Written task
Repeat everything in the forum thread from "As somebody who" down to "place_in_1>0&& train1(place_in_1)> train2(i)", swapping "altcor" for "alt_corr".

Reading text
╭──
Discover MakerZone

MATLAB and Simulink resources for Arduino, LEGO, and Raspberry Pi

Learn more

Discover what MATLAB® can do for your career.

Opportunities for recent engineering grads.

Apply Today

Thread Subject:
Vectorising/avoiding complicated loops

Subject: Vectorising/avoiding complicated loops

From: Charles Dillon

Date: 23 Jun, 2011 12:14:04

Message: 1 of 9

As somebody who is only getting used to using MATLAB, I've been reading a lot about how one should try to avoid loops where possible, and that the majority of loops can be avoided by using existing MATLAB functions. However, the examples accompanying such advice are generally quite simple, and I was wondering if there were ways of avoiding more complicated loops, such as ones which loop through various different things using while and for loops, or nested loops with variable numbers of iterations. The following are two examples of the sort of thing I am talking about:

Example 1
train_1_size = numel(train1);
train_2_size = numel(train2);
altcor=0;
place_in_1=train_1_size;
for i= train_2_size:-1:1
    while place_in_1>0&& train1(place_in_1)> train2(i)
        place_in_1=place_in_1-1;
    end
    if place_in_1>0 && train1(place_in_1)<train2(i)
╰──
Information given
╭──
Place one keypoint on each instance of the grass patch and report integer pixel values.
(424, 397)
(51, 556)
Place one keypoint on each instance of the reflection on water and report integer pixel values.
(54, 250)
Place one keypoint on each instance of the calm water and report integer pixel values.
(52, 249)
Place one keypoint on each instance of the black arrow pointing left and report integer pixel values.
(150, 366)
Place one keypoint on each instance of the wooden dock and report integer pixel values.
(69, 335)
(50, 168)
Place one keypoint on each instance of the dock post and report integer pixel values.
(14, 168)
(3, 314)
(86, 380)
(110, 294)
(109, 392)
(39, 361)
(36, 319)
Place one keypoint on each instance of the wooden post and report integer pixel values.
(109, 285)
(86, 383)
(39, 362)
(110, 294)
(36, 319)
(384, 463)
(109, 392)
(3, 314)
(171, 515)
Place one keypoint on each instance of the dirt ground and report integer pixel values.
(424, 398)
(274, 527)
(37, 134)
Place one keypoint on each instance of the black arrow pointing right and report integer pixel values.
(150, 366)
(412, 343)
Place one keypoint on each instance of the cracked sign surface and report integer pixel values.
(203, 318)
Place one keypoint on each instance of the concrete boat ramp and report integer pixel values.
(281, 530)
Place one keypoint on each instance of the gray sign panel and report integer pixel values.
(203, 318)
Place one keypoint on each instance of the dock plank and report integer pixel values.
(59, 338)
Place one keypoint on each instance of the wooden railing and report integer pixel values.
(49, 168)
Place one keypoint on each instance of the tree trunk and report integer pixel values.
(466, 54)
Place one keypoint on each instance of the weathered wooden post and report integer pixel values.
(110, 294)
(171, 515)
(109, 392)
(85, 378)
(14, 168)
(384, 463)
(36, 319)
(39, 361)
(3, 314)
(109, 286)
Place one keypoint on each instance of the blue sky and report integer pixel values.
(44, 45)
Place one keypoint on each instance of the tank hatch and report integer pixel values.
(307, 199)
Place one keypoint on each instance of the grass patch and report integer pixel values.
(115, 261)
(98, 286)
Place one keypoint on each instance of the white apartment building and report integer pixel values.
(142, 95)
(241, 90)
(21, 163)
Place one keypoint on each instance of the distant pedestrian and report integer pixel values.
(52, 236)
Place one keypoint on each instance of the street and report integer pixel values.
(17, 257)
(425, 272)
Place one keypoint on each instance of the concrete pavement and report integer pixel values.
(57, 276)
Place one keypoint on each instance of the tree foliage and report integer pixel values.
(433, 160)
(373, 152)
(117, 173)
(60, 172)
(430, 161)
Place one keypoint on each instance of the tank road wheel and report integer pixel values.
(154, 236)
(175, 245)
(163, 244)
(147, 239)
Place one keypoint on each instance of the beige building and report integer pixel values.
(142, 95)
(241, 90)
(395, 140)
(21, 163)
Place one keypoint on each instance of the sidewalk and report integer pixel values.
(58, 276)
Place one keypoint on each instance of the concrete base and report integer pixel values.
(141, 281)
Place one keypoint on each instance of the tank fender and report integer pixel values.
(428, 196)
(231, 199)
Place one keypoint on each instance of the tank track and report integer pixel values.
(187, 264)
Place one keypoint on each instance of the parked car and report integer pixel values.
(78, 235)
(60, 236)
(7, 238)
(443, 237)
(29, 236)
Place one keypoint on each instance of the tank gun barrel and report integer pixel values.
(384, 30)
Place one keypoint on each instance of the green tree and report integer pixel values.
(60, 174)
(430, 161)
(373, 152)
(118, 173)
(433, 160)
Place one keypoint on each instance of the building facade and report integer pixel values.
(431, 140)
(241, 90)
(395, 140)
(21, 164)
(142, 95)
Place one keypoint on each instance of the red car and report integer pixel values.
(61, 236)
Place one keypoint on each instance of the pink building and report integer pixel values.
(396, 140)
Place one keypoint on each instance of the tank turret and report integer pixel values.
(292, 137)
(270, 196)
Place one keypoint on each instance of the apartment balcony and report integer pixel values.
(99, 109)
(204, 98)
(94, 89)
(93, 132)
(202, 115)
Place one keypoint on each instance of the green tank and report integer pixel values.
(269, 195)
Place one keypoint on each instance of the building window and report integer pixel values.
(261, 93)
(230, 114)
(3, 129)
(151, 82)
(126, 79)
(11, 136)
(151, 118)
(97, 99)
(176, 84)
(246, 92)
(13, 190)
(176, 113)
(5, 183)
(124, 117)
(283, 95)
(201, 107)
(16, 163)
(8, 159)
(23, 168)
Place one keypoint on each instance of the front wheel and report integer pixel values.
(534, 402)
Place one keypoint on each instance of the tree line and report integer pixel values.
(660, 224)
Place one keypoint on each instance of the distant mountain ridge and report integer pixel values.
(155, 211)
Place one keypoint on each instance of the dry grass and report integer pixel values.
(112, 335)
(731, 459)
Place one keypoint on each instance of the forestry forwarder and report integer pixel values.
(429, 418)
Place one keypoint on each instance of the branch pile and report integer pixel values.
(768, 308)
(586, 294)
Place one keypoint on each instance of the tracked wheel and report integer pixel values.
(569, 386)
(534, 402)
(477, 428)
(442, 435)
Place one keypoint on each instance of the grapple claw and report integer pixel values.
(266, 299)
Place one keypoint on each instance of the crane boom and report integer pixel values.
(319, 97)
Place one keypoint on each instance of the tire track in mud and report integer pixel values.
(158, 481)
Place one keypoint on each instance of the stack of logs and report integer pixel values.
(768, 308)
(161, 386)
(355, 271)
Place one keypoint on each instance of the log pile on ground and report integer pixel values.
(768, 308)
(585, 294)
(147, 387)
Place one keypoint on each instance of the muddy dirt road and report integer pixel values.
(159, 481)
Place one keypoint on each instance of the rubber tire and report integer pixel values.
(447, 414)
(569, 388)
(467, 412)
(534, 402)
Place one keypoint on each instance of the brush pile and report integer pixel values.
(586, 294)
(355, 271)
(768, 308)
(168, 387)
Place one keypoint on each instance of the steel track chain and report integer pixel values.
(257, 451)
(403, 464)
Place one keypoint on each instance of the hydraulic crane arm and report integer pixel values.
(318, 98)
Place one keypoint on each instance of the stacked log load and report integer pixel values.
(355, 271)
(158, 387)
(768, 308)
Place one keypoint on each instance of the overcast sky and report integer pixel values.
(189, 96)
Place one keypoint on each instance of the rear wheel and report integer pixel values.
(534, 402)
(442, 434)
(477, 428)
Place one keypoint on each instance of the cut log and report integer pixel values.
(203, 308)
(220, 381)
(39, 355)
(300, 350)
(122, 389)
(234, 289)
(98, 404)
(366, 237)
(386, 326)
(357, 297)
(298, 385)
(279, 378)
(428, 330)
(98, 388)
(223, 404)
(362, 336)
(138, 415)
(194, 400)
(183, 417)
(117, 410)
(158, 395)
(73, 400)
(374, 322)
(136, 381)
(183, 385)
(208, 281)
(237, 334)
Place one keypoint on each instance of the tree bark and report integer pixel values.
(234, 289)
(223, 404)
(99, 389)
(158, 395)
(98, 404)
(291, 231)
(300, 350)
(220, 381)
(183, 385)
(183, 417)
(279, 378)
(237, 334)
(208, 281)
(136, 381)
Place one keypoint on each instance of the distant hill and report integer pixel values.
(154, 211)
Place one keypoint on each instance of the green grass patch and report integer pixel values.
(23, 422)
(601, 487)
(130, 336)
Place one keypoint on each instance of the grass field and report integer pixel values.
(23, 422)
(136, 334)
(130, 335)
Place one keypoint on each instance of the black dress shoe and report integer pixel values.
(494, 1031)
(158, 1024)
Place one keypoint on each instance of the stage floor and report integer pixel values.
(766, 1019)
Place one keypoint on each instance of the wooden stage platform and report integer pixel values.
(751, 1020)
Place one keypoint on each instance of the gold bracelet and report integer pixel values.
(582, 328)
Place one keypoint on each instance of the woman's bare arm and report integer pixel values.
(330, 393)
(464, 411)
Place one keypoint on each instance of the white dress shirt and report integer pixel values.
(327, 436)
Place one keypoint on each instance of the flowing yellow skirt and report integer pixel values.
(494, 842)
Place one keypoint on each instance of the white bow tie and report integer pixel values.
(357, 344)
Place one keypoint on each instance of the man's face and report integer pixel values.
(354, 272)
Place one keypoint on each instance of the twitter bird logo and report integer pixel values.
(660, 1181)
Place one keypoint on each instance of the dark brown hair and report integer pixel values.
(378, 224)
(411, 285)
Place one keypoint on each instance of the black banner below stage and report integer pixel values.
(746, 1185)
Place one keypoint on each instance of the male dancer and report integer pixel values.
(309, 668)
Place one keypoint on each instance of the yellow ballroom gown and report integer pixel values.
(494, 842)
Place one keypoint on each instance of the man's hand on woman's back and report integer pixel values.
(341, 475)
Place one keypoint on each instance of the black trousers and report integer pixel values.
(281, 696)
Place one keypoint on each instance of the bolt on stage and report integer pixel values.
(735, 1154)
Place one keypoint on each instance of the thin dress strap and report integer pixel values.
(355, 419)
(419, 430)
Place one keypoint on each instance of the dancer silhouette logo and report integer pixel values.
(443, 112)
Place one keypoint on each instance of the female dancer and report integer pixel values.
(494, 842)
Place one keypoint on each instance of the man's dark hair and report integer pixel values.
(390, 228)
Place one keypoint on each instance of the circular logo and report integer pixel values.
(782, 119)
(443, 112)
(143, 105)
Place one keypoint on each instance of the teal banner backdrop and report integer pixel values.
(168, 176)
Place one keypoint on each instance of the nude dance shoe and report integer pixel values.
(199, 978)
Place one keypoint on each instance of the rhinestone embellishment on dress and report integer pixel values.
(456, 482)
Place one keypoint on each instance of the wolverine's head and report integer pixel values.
╰──
Exercise output
As somebody who is only getting used to using MATLAB, I've been reading a lot about how one should try to avoid loops where possible, and that the majority of loops can be avoided by using existing MATLAB functions. However, the examples accompanying such advice are generally quite simple, and I was wondering if there were ways of avoiding more complicated loops, such as ones which loop through various different things using while and for loops, or nested loops with variable numbers of iterations. The following are two examples of the sort of thing I am talking about:

Example 1
train_1_size = numel(train1);
train_2_size = numel(train2);
alt_corr=0;
place_in_1=train_1_size;
for i= train_2_size:-1:1
    while place_in_1>0&& train1(place_in_1)> train2(i)